→ **INSTRUCCIONES DE TRABAJO**:
A. Transcriba sin cambios todo lo que va desde "Este fin de semana hemos" hasta "de tejido económico." en el texto sobre el turismo en Barcelona.
B. Enumere todos los nombres propios de lugares que aparecen en el texto sobre el turismo en Barcelona, en el orden en que se mencionan.
C. Responda a las siguientes preguntas según el texto sobre el turismo en Barcelona:
(i) ¿Qué porcentaje del PIB de la ciudad representa el turismo?
(ii) ¿Qué aerolínea se cita como ejemplo de vuelos que no se pueden prohibir?
(iii) ¿Qué medida se presenta como el único botón que pueden pulsar las instituciones?

→ **TEXTO**:
Este fin de semana hemos vivido en Barcelona una dura manifestación contra el modelo turístico de la ciudad. La protesta era relativamente heterogénea y englobaba, tanto a los vecinos que se oponen a cualquier tipo de turismo —que protagonizaron algún incidente, como unos turistas que fueron increpados mientras cogían una bebida en la terraza de un bar—, hasta los que asumen que no se puede abolir el turismo, pero sí que habría que modularlo de alguna manera. Es cierto que las olas de protesta contra el turismo no son una cuestión específica de Catalunya: tanto Baleares como Canarias y otros lugares han vivido manifestaciones similares. Aun así, el caso de Catalunya es un poco particular porque, a diferencia de las regiones mencionadas, ocurre al mismo tiempo un conjunto de oposiciones a casi cualquier forma de tejido económico.

Los que encabezaban la marcha de este fin de semana por las calles de Barcelona apuntaban a las externalidades, digamos molestias, que puede causar el turismo. Es evidente que una ciudad tan fuerte en propuesta turística como es Barcelona tiene unas particularidades en su día a día que interactúan con los ciudadanos: la movilidad se tiene que compartir entre los locales y los visitantes, como también el espacio público y el suelo, mediante la oferta hotelera o las alternativas como los hogares compartidos y las viviendas de uso turístico. Se originan fricciones inevitables: desde la persona que quiere cruzar la acera de paseo de Gràcia y choca con un gran grupo de turistas contemplando La Pedrera hasta quien lamenta que se haya abierto una tienda de souvenirs en la esquina de casa. Aun así, hay que contextualizar estas molestias en el marco de lo que representa el turismo para Barcelona: un 14% del PIB, generador de 150.000 puestos de trabajo.

La escala de grises de sensibilidades de este movimiento de protesta presenta problemas en casi todos los planteamientos: aquellos que quieren eliminar por completo el turismo tendrían que profundizar en su plan para reubicar estos 150.000 puestos de trabajo y la porción significativa del PIB, que significa en última instancia generar un bienestar equivalente a partir de otras actividades. Pero los que tan solo quieren otro modelo de turismo chocan con la realidad de que las ciudades occidentales no son una partida del Monopoly, y los hoteles, calles y plazas no se ponen y quitan como si fueran fichas. Un turista low cost puede venir atraído por un billete de avión barato y una habitación de hotel accesible, dos elementos que difícilmente desde las administraciones se pueden modular: no podemos prohibir los vuelos de Ryanair a Catalunya ni podemos impedir que un hotelero compre un inmueble mal conservado y decida ofertar las habitaciones a una tarifa atractiva sin hacer reformas. El único botón que se puede pulsar desde las instituciones seguramente es la tasa turística, pero hay que estar atentos a la alta elasticidad de este tributo —en otras palabras, la tendencia de los visitantes a pagar tasas elevadas antes que buscar un destino alternativo.

→ **REGISTROS SIN PROCESAR**:
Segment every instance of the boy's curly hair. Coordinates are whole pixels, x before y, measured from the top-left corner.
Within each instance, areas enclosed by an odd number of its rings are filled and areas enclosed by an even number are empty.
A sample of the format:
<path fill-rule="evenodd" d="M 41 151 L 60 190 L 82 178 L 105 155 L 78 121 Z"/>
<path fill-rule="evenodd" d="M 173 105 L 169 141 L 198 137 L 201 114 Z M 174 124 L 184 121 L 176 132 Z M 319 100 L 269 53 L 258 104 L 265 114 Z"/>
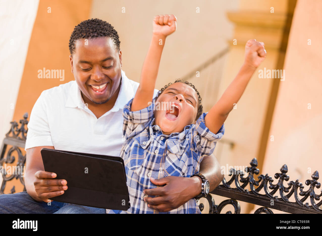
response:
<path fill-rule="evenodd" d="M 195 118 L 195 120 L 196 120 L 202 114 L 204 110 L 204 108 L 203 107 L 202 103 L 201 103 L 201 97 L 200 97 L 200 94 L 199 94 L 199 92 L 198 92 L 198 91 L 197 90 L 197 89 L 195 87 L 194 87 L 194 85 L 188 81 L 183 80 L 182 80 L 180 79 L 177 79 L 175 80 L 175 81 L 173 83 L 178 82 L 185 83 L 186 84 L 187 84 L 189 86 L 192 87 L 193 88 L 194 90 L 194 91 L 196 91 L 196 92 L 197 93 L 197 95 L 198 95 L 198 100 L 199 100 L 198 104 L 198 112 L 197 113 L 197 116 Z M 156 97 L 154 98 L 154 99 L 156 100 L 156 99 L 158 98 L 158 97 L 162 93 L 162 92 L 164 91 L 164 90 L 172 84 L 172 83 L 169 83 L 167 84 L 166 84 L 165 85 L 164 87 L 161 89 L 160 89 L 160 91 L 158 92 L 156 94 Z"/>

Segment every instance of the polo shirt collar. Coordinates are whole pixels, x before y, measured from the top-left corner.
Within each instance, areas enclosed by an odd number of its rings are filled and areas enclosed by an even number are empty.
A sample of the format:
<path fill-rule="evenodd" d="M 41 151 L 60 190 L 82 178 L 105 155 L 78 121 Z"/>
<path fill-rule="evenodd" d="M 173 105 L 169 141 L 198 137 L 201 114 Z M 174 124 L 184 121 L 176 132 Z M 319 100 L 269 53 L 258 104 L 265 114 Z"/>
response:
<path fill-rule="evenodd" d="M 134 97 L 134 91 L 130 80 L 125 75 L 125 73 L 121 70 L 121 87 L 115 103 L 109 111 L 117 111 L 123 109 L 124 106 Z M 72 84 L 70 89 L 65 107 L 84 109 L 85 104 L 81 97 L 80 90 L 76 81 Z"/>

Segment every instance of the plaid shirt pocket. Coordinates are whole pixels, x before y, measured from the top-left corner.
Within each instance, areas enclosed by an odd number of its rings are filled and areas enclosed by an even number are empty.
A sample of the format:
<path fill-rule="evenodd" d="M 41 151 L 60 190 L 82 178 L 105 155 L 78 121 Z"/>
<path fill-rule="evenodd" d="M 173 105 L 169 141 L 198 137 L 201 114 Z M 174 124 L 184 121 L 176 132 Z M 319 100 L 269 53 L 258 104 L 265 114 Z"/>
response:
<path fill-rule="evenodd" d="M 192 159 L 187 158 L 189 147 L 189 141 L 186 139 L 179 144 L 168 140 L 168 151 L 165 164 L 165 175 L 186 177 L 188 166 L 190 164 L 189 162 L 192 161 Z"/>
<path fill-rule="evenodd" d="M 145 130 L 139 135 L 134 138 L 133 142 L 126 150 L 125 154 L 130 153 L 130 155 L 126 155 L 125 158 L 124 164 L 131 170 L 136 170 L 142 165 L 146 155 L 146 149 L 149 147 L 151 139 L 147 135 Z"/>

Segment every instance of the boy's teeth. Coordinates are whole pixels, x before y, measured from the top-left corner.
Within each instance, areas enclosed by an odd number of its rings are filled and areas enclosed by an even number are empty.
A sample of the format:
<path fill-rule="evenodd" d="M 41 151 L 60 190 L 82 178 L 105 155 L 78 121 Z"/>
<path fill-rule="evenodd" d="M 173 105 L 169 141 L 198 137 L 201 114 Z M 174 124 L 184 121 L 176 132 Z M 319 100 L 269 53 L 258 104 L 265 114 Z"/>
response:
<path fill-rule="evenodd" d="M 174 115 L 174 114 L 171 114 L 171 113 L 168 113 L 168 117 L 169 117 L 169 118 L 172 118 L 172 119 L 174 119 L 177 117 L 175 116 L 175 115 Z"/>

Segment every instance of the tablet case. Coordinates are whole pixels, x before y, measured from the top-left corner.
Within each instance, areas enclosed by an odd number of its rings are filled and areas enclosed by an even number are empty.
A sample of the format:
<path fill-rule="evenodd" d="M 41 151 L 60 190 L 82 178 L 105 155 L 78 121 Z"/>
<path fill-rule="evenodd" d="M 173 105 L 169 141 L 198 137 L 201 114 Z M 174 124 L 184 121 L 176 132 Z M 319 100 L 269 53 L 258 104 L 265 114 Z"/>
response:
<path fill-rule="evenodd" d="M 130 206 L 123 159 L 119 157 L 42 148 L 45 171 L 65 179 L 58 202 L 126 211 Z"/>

---

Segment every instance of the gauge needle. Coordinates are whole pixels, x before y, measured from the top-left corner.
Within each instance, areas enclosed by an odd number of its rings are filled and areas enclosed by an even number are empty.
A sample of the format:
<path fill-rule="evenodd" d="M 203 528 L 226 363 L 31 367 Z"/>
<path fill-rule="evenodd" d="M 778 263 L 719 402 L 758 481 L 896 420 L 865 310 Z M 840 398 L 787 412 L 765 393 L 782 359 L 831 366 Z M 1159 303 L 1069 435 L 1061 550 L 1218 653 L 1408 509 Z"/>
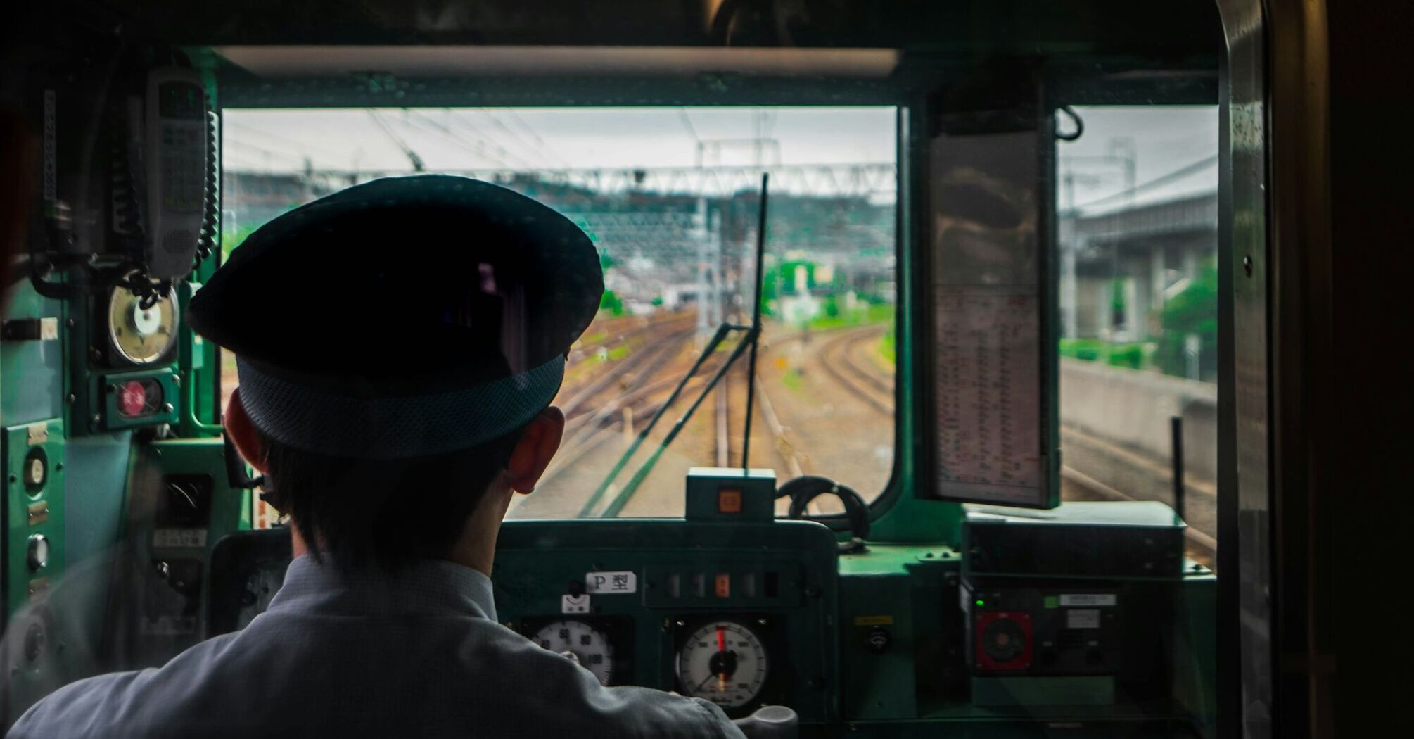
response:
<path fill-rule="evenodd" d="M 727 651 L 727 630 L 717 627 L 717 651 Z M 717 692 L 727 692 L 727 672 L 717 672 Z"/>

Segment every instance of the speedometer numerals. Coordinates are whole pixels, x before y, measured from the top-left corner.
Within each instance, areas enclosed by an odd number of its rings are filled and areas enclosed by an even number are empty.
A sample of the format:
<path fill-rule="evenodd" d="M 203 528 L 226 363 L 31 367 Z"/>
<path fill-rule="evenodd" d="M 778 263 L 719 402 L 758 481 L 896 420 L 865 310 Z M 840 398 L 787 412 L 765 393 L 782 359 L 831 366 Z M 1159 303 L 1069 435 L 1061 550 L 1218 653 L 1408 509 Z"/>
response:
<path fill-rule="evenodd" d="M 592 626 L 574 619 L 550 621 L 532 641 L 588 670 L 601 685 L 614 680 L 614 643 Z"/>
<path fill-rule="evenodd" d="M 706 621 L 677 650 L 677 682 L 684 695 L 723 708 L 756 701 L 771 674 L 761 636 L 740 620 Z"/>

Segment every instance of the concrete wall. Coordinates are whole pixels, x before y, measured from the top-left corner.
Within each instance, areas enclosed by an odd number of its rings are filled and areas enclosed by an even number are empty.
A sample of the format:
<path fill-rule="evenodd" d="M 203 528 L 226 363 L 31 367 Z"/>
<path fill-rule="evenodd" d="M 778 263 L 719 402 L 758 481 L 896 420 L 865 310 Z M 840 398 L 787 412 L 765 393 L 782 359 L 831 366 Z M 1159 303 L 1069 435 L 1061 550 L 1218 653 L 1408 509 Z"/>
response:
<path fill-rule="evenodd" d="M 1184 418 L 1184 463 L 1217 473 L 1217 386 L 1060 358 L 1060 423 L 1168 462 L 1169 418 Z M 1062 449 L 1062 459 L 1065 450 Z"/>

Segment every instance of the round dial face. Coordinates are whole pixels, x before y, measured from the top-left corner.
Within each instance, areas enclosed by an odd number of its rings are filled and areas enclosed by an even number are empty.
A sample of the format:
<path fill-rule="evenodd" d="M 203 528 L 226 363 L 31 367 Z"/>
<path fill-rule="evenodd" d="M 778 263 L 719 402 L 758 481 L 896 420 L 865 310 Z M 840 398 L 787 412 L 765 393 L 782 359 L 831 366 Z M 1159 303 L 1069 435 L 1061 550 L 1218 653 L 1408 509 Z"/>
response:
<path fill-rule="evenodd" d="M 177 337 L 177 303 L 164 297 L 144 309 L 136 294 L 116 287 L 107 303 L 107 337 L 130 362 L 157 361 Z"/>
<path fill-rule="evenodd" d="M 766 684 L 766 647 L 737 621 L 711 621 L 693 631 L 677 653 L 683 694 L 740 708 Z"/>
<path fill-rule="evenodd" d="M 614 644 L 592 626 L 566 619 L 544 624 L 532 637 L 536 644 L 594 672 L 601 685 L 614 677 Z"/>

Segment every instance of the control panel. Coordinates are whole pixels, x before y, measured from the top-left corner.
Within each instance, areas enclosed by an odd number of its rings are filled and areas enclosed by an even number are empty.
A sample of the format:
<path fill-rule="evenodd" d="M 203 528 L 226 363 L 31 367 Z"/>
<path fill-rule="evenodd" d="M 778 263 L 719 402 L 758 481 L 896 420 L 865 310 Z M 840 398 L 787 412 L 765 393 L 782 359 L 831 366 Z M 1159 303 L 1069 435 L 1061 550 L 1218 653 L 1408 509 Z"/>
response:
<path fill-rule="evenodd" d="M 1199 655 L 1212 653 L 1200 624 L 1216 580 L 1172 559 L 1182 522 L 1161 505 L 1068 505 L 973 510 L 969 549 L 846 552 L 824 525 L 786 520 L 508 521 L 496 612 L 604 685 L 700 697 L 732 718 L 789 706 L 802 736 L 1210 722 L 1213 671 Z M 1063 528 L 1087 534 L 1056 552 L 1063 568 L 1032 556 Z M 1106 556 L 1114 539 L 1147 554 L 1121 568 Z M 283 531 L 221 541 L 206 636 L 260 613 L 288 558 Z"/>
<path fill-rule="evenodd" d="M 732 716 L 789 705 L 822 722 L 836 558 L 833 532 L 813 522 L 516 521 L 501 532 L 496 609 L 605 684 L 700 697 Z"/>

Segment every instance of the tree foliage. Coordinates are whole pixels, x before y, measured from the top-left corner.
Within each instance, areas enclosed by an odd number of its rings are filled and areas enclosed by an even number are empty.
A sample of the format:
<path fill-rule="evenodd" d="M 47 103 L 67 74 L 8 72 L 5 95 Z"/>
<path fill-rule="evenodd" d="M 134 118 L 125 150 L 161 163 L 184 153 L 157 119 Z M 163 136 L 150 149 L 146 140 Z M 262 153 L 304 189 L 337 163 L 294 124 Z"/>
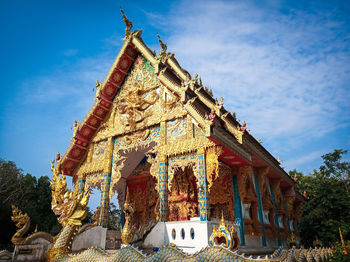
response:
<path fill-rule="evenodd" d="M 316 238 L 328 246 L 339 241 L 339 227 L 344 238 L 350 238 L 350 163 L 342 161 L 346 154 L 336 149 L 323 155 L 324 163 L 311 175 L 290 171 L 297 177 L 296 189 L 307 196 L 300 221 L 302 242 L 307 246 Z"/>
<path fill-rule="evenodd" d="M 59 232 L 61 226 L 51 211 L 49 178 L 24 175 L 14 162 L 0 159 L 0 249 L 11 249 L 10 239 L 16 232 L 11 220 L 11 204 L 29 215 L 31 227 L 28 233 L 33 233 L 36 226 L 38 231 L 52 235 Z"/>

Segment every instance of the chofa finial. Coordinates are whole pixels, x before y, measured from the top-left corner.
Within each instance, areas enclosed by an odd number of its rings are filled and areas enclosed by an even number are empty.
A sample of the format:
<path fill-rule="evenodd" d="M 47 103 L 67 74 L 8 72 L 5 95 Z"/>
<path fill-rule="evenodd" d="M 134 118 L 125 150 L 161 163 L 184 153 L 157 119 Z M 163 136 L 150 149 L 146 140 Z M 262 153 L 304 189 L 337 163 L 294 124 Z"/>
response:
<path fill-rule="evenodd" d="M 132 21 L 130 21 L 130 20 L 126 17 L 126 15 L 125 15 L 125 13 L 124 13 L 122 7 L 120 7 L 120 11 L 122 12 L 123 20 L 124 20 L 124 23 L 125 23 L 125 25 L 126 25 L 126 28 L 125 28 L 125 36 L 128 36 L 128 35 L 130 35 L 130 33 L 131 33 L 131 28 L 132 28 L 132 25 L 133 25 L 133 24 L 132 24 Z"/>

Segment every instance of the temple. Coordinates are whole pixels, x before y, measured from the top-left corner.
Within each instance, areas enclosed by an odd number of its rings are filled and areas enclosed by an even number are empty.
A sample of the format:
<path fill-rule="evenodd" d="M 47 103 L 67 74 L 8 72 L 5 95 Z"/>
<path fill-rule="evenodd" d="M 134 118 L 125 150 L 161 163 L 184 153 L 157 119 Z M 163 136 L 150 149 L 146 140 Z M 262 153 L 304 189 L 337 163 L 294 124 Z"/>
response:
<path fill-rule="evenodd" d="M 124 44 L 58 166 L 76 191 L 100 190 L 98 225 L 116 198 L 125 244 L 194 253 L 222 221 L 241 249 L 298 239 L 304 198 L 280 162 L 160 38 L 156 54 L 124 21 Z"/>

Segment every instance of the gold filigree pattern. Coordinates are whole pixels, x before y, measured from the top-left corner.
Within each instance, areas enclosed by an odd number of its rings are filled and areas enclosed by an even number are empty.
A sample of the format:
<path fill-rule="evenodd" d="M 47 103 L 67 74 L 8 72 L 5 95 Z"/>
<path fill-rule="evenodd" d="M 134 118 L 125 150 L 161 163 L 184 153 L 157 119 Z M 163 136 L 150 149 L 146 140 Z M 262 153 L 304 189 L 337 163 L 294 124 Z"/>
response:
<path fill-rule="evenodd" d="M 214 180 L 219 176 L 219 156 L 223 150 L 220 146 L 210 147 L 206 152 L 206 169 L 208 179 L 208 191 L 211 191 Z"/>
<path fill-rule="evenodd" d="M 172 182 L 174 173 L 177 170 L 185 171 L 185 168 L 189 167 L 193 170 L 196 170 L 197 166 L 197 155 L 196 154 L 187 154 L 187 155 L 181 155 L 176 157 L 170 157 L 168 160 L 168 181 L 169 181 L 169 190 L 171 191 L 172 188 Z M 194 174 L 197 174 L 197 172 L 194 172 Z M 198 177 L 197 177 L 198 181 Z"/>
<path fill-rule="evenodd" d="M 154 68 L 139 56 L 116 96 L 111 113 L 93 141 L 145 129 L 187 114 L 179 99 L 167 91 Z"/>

→ **SOLUCIONES**:
A.
Este fin de semana hemos vivido en Barcelona una dura manifestación contra el modelo turístico de la ciudad. La protesta era relativamente heterogénea y englobaba, tanto a los vecinos que se oponen a cualquier tipo de turismo —que protagonizaron algún incidente, como unos turistas que fueron increpados mientras cogían una bebida en la terraza de un bar—, hasta los que asumen que no se puede abolir el turismo, pero sí que habría que modularlo de alguna manera. Es cierto que las olas de protesta contra el turismo no son una cuestión específica de Catalunya: tanto Baleares como Canarias y otros lugares han vivido manifestaciones similares. Aun así, el caso de Catalunya es un poco particular porque, a diferencia de las regiones mencionadas, ocurre al mismo tiempo un conjunto de oposiciones a casi cualquier forma de tejido económico.

B. Barcelona, Catalunya, Baleares, Canarias, paseo de Gràcia, La Pedrera

C.
(i) Un 14 %.
(ii) Ryanair.
(iii) La tasa turística.